= Instructions for the task =
Pull out every line in the material below that contains the word "keypoint". Case counts.

= Recorded information =

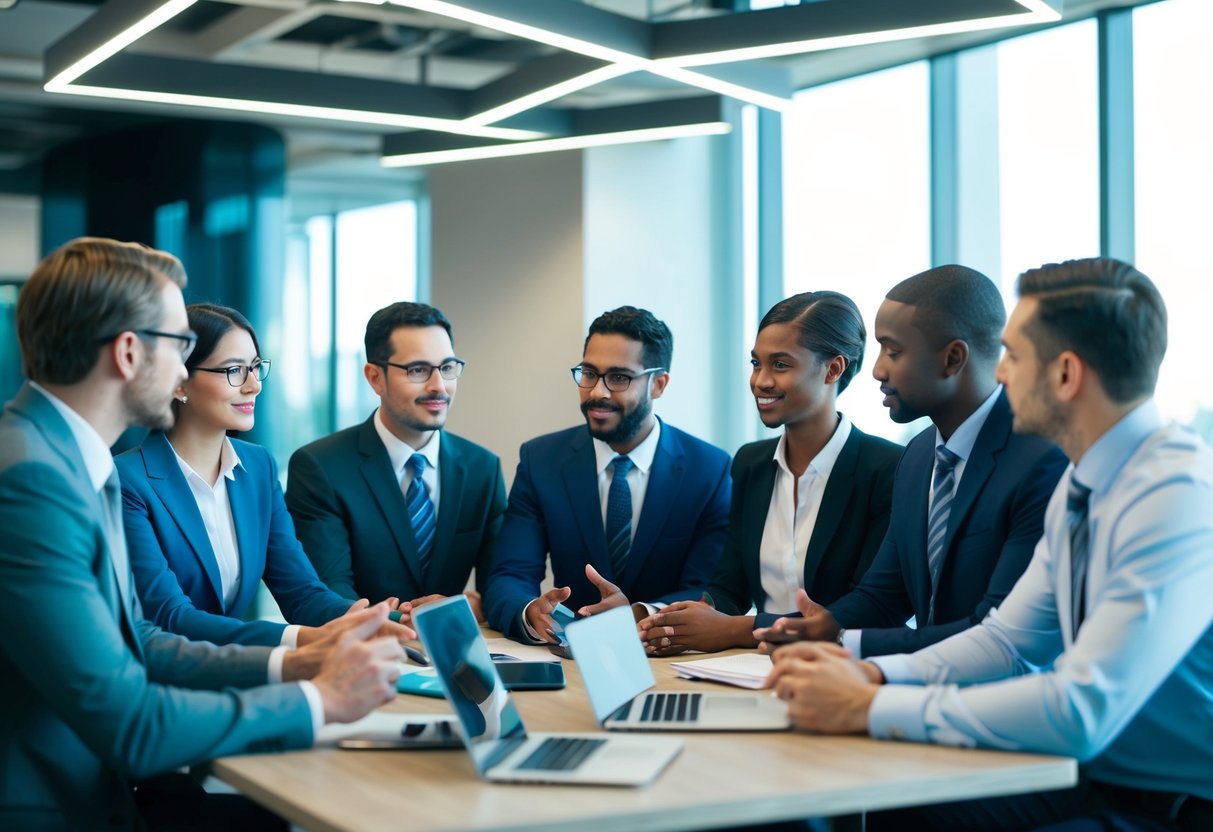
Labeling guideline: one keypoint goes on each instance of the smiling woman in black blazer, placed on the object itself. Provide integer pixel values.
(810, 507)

* * *

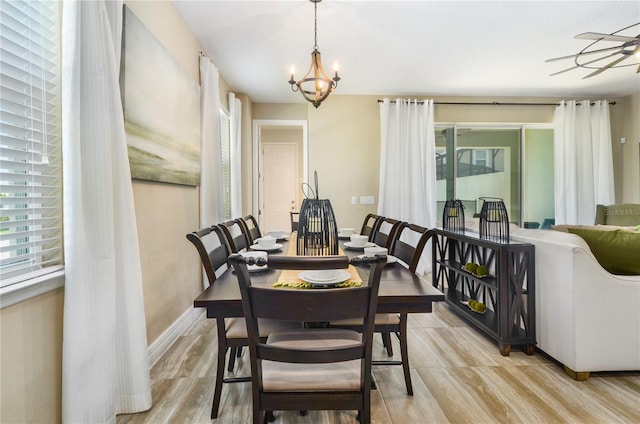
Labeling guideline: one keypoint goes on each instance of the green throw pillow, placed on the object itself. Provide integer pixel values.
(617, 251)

---

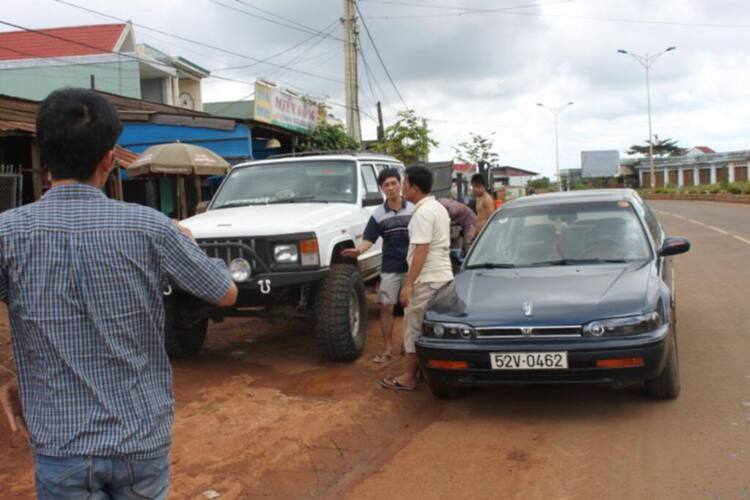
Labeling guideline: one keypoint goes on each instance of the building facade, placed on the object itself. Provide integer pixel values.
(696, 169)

= Output below =
Labeling guideline: one keypoint goes on each instance of the smiling woman in black blazer, placed on the object itself. Provide integer pixel values.
Labeling guideline: one keypoint goes on each instance of the green throw pillow, placed on the object itself. Provide integer pixel values.
Labeling guideline: one keypoint goes on each instance of the building facade, placed on the object itself. Provide integer pixel values.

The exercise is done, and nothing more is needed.